| STATED PROBLEM |
Pull out the rows from the line containing "# point at: calm" through the line containing "x=467, y=351" and copy them exactly, leaving out the pictures.

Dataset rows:

##############################

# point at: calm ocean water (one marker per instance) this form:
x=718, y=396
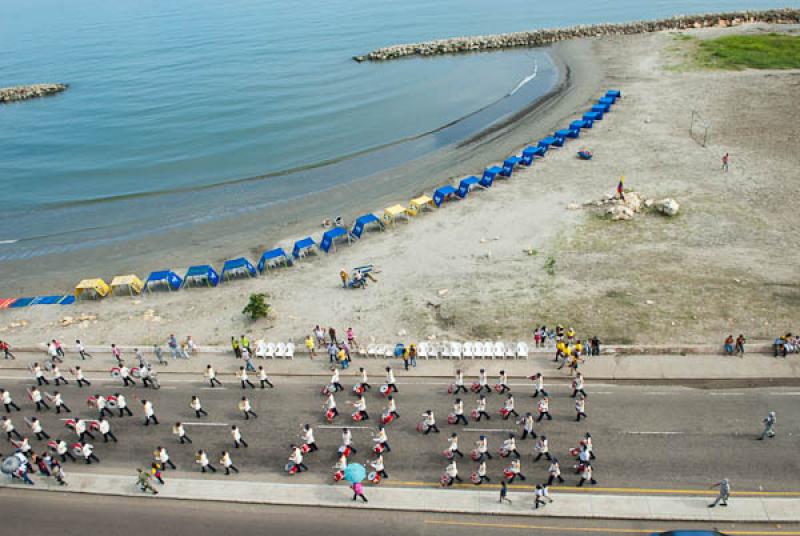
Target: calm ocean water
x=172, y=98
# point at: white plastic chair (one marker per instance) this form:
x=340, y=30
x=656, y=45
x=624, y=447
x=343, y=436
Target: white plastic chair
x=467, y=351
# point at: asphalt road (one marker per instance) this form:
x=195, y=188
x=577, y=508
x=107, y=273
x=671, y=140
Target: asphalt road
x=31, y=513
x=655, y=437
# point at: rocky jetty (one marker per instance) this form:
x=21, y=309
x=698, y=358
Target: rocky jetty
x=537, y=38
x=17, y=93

##############################

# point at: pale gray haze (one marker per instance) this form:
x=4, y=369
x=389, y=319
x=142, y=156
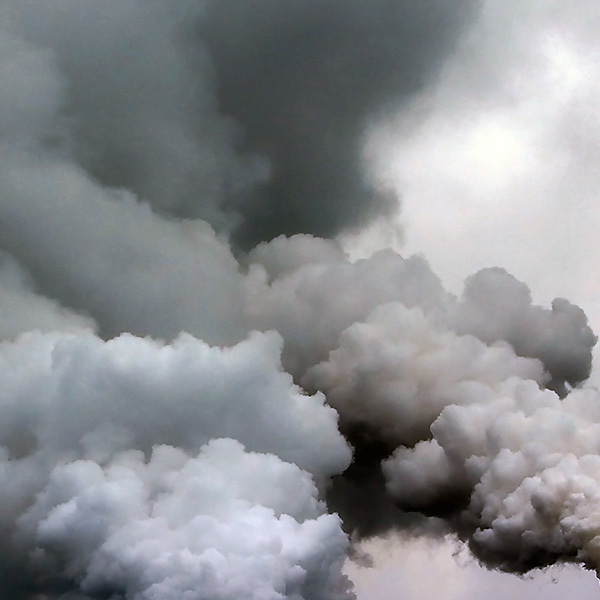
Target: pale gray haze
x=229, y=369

##############################

| EXERCISE OUTPUT |
# point at: calm ocean water (one marker per instance) this form:
x=718, y=396
Target: calm ocean water
x=172, y=98
# point at: white plastic chair (one marker per instance) this form:
x=340, y=30
x=656, y=45
x=624, y=447
x=343, y=436
Target: white plastic chair
x=467, y=351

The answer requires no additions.